TASK PROMPT » Your task is to reproduce the material exactly.

RECORDS FOR THE EXERCISE »
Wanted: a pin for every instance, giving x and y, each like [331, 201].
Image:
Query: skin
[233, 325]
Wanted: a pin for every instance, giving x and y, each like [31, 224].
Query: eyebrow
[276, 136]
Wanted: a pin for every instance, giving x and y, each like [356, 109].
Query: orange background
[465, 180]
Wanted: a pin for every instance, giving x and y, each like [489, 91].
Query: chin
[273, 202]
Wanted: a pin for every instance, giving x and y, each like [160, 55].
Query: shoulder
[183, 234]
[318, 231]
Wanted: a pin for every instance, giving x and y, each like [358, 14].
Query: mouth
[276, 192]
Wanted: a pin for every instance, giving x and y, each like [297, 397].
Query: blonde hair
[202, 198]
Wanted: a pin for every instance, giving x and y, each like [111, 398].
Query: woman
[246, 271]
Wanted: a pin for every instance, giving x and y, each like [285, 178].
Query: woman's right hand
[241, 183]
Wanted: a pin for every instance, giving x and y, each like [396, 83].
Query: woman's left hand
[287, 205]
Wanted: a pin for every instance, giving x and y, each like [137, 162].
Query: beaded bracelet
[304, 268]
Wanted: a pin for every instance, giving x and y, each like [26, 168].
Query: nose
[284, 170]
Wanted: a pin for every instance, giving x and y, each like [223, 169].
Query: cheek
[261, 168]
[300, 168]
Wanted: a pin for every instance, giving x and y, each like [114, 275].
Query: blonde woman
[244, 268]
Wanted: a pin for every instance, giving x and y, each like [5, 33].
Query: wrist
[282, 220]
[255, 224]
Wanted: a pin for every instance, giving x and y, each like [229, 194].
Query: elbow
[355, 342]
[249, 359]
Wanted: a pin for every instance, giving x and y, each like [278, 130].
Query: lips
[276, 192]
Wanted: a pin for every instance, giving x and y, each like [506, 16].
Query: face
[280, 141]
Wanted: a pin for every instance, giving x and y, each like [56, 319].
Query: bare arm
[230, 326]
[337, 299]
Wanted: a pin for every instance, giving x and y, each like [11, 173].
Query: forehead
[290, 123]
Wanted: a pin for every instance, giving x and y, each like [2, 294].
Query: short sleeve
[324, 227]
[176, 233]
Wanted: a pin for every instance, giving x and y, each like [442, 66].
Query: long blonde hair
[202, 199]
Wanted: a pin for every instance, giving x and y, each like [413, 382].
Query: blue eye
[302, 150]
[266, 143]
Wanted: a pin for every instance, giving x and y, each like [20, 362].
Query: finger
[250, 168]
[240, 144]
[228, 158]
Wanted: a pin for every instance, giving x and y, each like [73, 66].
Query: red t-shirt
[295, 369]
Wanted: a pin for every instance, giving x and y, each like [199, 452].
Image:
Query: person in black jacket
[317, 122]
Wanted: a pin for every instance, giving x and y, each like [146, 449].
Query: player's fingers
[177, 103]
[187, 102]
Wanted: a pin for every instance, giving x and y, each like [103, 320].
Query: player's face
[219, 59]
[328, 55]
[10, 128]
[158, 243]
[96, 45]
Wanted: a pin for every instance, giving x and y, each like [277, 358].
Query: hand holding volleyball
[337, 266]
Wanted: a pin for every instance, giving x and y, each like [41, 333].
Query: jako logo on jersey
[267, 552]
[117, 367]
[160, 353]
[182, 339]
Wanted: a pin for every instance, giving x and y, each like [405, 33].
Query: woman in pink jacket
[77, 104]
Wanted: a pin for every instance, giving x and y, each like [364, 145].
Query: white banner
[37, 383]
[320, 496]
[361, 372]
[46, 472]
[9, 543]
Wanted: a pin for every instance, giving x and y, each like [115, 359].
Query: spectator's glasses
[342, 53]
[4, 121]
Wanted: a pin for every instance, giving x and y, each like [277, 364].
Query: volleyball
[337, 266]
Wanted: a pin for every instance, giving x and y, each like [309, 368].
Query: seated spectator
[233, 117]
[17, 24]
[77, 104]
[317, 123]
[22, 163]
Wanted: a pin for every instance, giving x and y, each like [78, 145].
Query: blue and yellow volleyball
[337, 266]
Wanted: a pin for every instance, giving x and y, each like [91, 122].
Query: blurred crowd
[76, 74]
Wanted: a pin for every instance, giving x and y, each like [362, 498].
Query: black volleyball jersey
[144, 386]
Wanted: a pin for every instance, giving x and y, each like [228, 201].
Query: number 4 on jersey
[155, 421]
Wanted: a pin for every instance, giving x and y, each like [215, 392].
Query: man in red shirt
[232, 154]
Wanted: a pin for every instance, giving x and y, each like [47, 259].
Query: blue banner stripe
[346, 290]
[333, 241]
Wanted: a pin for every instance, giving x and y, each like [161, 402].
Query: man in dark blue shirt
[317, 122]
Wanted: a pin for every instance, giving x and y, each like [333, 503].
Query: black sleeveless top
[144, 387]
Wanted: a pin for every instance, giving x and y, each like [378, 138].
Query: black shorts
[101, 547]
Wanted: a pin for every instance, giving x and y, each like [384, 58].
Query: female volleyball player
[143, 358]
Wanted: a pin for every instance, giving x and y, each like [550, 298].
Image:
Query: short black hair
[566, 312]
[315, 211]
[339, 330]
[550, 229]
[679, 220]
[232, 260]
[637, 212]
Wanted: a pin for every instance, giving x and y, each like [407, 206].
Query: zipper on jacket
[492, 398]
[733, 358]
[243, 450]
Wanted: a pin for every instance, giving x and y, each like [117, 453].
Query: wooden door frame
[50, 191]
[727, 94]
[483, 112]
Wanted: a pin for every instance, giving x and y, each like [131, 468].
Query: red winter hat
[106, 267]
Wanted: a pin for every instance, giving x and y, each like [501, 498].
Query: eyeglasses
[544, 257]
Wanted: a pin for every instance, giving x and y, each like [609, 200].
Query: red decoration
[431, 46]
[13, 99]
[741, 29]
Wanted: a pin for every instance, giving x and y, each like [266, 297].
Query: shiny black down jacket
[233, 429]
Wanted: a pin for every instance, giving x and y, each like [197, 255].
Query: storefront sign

FINAL RESULT »
Wanted: a pin for every instance, giving x and y, each like [331, 201].
Image:
Query: skin
[233, 325]
Wanted: a pin for every instance, giving x and y, each like [31, 224].
Query: eyebrow
[276, 136]
Wanted: a pin for every instance, giving x and y, each like [356, 109].
Query: orange background
[465, 180]
Wanted: a pin for every instance, giving x and y, each like [489, 91].
Query: chin
[273, 202]
Wanted: a pin for every instance, giving x and y, each like [160, 55].
Query: shoulder
[183, 234]
[318, 231]
Wanted: a pin for every instance, giving x and y, each like [358, 14].
Query: mouth
[276, 192]
Wanted: a pin for every instance, giving x and y, each like [297, 397].
Query: blonde hair
[202, 198]
Wanted: a pin for every instance, giving x and y, each like [111, 398].
Query: woman
[246, 271]
Wanted: a pin for every instance, giving x and y, each like [285, 178].
Query: woman's right hand
[241, 183]
Wanted: a pin for every instance, giving x and y, each like [396, 83].
Query: woman's left hand
[287, 205]
Wanted: a pin for every instance, giving x and y, each like [137, 162].
Query: beaded bracelet
[304, 268]
Wanted: a pin for every instance, giving x and y, each like [26, 168].
Query: nose
[284, 170]
Wanted: a pin for every instance, giving x and y, each like [223, 169].
Query: cheek
[261, 168]
[300, 168]
Wanted: a pin for every instance, giving x and y, each like [114, 275].
Query: blonde woman
[244, 268]
Wanted: a pin for every instance, giving x and y, each like [5, 33].
Query: wrist
[282, 220]
[255, 224]
Wanted: a pin for every instance, giving x and y, each like [229, 194].
Query: elbow
[355, 342]
[249, 359]
Wanted: a pin for every instance, giving x and y, each like [278, 130].
Query: lips
[276, 192]
Wanted: a pin for every instance, giving x and y, each like [506, 16].
Query: face
[280, 141]
Wanted: a pin for every instance, giving x and y, each like [56, 319].
Query: bare arm
[230, 326]
[337, 299]
Wanted: a pin for every instance, giving x and y, each like [11, 173].
Query: forehead
[290, 123]
Wanted: a pin for every instance, giving x and y, each like [2, 294].
Query: short sleeve
[324, 227]
[176, 233]
Wanted: a pin for every instance, giving x and y, each like [442, 66].
Query: long blonde hair
[202, 199]
Wanted: a pin for every instance, giving x and y, each like [413, 382].
Query: blue eye
[302, 150]
[266, 143]
Wanted: a pin for every instance, giving x and y, each like [20, 362].
Query: finger
[250, 168]
[240, 144]
[228, 158]
Wanted: a pin for every instance, giving x and y, each like [73, 66].
Query: red t-shirt
[295, 369]
Wanted: a pin for every instance, giving x and y, each like [199, 452].
Image:
Query: person in black jacket
[317, 122]
Wanted: a pin for every instance, giving x and y, each like [146, 449].
Query: player's fingers
[177, 103]
[187, 102]
Wanted: a pin for every instance, giving x and y, each like [103, 320].
Query: player's face
[219, 59]
[328, 55]
[10, 128]
[158, 243]
[96, 45]
Wanted: a pin for every instance, giving x and y, each like [277, 358].
Query: hand holding volleyball
[337, 266]
Wanted: a pin for every instance, giving x and y, each like [41, 333].
Query: jako logo on jersey
[267, 552]
[117, 367]
[160, 353]
[182, 339]
Wanted: a pin for every instance, giving x and y, each like [405, 33].
Query: woman in pink jacket
[77, 104]
Wanted: a pin for every instance, giving x and y, each like [364, 145].
Query: white banner
[37, 383]
[320, 496]
[361, 372]
[46, 472]
[9, 543]
Wanted: a pin for every instance, giving x and y, each like [115, 359].
Query: spectator's glasses
[342, 53]
[4, 121]
Wanted: a pin for every instance, giving x and y, each like [277, 364].
Query: volleyball
[337, 266]
Wanted: a pin for every instance, giving x and y, each like [309, 368].
Query: seated spectator
[233, 117]
[17, 24]
[77, 104]
[317, 123]
[22, 163]
Wanted: a pin for every instance, giving x and y, each like [78, 145].
Query: blue and yellow volleyball
[337, 266]
Wanted: a pin for every instance, giving x and y, each like [91, 122].
Query: blurred crowd
[76, 74]
Wanted: a pin for every instance, giving x and y, each like [362, 498].
Query: black volleyball jersey
[144, 386]
Wanted: a pin for every instance, giving x and y, each like [228, 201].
Query: number 4 on jersey
[155, 421]
Wanted: a pin for every instance, giving x and y, each like [215, 392].
Query: man in red shirt
[232, 154]
Wanted: a pin for every instance, giving x and y, each like [47, 259].
Query: blue banner stripe
[346, 290]
[333, 241]
Wanted: a pin for every instance, giving x and y, each like [161, 402].
Query: man in dark blue shirt
[317, 122]
Wanted: a pin for every instance, giving x and y, each like [333, 503].
Query: black sleeveless top
[144, 387]
Wanted: a pin for every instance, giving x and y, each like [378, 138].
Query: black shorts
[101, 547]
Wanted: a pin for every instance, giving x and y, each like [384, 58].
Query: female volleyball player
[143, 358]
Wanted: a pin for every instance, giving x and y, each like [550, 298].
Image:
Query: short black hair
[566, 312]
[315, 211]
[339, 330]
[550, 229]
[679, 220]
[232, 260]
[637, 212]
Wanted: a pin for every instance, giving x and y, each like [407, 206].
Query: zipper on jacket
[492, 398]
[733, 358]
[243, 450]
Wanted: a pin for every instance, giving x and y, each like [117, 453].
Query: wooden door frame
[50, 191]
[727, 94]
[483, 112]
Wanted: a pin for every instance, giving x and y, each like [131, 468].
Query: red winter hat
[106, 267]
Wanted: a pin for every instance, giving x and y, each like [501, 498].
Query: eyeglasses
[544, 257]
Wanted: a pin for every instance, giving x and y, each like [609, 200].
Query: red decoration
[431, 46]
[13, 99]
[741, 29]
Wanted: a pin for every instance, giving x and y, each like [266, 297].
Query: shiny black down jacket
[233, 429]
Wanted: a pin for every instance, giving x and y, each like [197, 255].
Query: storefront sign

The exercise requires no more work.